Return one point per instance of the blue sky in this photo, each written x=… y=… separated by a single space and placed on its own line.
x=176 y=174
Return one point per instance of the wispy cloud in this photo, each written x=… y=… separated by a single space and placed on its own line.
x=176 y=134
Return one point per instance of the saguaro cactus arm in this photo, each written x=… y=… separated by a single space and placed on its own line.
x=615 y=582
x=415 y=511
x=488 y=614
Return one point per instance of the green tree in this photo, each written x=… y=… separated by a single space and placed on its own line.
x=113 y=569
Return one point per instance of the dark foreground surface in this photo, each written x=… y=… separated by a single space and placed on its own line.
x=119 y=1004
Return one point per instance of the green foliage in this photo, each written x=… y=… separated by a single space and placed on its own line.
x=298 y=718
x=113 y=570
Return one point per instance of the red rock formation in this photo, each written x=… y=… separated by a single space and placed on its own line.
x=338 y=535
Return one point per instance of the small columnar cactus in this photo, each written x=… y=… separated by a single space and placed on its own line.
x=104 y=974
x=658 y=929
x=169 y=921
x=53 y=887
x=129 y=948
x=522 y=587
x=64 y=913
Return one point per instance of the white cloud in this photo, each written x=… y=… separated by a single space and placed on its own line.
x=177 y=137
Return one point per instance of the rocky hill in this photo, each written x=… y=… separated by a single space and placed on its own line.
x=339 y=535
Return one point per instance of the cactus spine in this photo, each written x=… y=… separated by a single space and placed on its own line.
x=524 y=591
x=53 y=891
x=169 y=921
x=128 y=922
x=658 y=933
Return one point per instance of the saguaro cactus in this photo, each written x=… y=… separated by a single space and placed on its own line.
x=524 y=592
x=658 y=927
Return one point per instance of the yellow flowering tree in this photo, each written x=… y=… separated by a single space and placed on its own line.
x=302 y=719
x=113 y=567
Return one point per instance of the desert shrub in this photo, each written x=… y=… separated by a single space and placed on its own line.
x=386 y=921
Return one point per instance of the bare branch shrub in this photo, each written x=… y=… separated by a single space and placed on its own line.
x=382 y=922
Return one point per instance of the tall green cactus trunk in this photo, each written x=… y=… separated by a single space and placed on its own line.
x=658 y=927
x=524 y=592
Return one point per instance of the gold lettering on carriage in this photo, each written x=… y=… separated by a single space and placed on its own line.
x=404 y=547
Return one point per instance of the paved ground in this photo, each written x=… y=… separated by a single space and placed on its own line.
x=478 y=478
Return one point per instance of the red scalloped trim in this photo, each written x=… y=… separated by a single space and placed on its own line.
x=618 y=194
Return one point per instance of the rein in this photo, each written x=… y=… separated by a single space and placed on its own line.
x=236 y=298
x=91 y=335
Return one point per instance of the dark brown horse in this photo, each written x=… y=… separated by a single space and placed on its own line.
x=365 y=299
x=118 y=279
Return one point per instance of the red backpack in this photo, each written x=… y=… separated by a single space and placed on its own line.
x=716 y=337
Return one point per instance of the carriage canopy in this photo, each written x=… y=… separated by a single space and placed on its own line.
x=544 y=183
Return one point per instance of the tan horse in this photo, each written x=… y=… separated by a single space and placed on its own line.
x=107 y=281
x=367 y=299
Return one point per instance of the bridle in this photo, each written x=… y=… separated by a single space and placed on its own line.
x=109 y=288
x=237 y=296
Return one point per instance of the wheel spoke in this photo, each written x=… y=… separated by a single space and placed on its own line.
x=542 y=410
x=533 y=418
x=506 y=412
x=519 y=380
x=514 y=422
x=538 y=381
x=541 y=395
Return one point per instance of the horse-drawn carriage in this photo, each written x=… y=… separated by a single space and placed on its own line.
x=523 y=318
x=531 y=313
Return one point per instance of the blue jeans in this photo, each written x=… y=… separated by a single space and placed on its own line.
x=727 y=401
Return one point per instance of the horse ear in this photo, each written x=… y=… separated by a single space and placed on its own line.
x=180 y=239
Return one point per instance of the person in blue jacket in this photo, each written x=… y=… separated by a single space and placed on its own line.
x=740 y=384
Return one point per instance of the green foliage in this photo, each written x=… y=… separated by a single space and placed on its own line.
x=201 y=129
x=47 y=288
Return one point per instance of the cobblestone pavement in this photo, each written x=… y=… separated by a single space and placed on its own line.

___

- Objective: Copy out the entire listing above word for word, line by line, without changing anything.

- Response to the task:
Return one point per instance of the blue sky in this photo, each written x=… y=… separated by a single space and placed on its own line.
x=176 y=174
Return one point per instance of the wispy cloud in this photo, each written x=… y=… separated by a single space and placed on its own line.
x=176 y=134
Return one point per instance of the saguaro cactus arm in this photo, each written x=… y=… separated by a single space and placed on its own line.
x=615 y=582
x=415 y=511
x=488 y=614
Return one point per instance of the green tree in this photo, each written x=… y=… separated by a single space and placed on its own line.
x=113 y=569
Return one point per instance of the dark foreground surface in this photo, each written x=… y=… separated by a single space and placed on its own line.
x=119 y=1004
Return one point per instance of the green foliage in this photo, each written x=… y=… separated by a single space and placed on its own line.
x=298 y=718
x=113 y=570
Return one point per instance of the red rock formation in this photo, each written x=… y=… separated by a single space and placed on its own line.
x=338 y=535
Return one point per instance of the small columnar cactus in this photo, each written x=… y=… separated by a single space and placed on its own line.
x=104 y=974
x=658 y=929
x=169 y=921
x=53 y=887
x=129 y=948
x=522 y=587
x=64 y=913
Return one point per instance of the white cloud in this photo, each written x=… y=… separated by a single space and placed on its own line.
x=177 y=137
Return one point per instance of the rocky hill in this photo, each written x=… y=… separated by a single space and placed on its own line.
x=339 y=535
Return one point per instance of the cactus spine in this photo, each written x=… y=… separated by a single space and placed on its own line.
x=524 y=591
x=53 y=891
x=169 y=921
x=128 y=922
x=658 y=933
Return one point per instance of the saguaro cactus in this photo, each written x=… y=… separated by a single space and placed on its own line.
x=524 y=592
x=658 y=927
Return one point per instance of the yellow flowering tree in this photo, each written x=… y=… separated by a single space and placed on its own line.
x=302 y=719
x=113 y=567
Return one point per instance of the desert shrub in this photo, each written x=… y=… separated by a single space and placed on its own line.
x=386 y=921
Return one point per instance of the bare branch shrub in this photo, each written x=… y=… separated by a single space and placed on its own line.
x=382 y=922
Return one point per instance of the tall green cactus trunk in this photo, each written x=… y=… separated by a single space and placed on its own line.
x=658 y=927
x=524 y=592
Return one point per instance of the gold lettering on carriage in this photo, each written x=… y=… separated by a single space and placed on its own line.
x=404 y=547
Return one point per instance of the paved ground in this photo, each written x=… y=… separated by a single space and placed on its own line.
x=478 y=478
Return one point per instance of the red scalloped trim in this photo, each written x=… y=… separated by a single space and placed on its own line.
x=618 y=194
Return one point per instance of the rein in this photo, each written x=… y=… separated by a single space and placed on its own line.
x=236 y=298
x=91 y=335
Return one point per instance of the dark brown horse in this photo, each written x=… y=… separated by a single space and placed on its own line.
x=365 y=299
x=118 y=279
Return one point per instance of the red backpack in this photo, each written x=… y=… separated by a single space and placed on its own line.
x=716 y=337
Return one point per instance of the carriage canopy in this photo, each written x=… y=… separated by a single space and placed on its own line.
x=544 y=183
Return one point per instance of the tan horse in this photo, each written x=… y=… separated by a single space and placed on its own line.
x=107 y=281
x=367 y=299
Return one point per instance of the bridle in this photo, each written x=… y=… separated by a single space and placed on its own line.
x=109 y=288
x=237 y=296
Return one point per instance of the wheel spoke in this photo, each written x=… y=… separated by a single space and placed on its own line.
x=542 y=410
x=533 y=418
x=506 y=412
x=519 y=380
x=514 y=422
x=538 y=381
x=541 y=395
Return one point per instance of the horse-drawn carriage in this photo, each written x=… y=… separated by a single space and placed on its own line.
x=523 y=318
x=531 y=313
Return one point per instance of the blue jeans in this photo, each written x=… y=… separated by a single space and placed on its own line.
x=727 y=401
Return one point per instance of the horse ear in this photo, each written x=… y=… separated by a single space and placed on its own line.
x=180 y=239
Return one point per instance of the person in blue jacket in this photo, each written x=… y=… separated by a single space and placed on its own line.
x=740 y=384
Return one point per instance of the green foliage in this photo, each written x=… y=… separated by a single space and placed on its own line.
x=201 y=129
x=47 y=288
Return one point per instance of the cobblestone pavement in this photo, each written x=… y=… separated by a single space and placed on its own line.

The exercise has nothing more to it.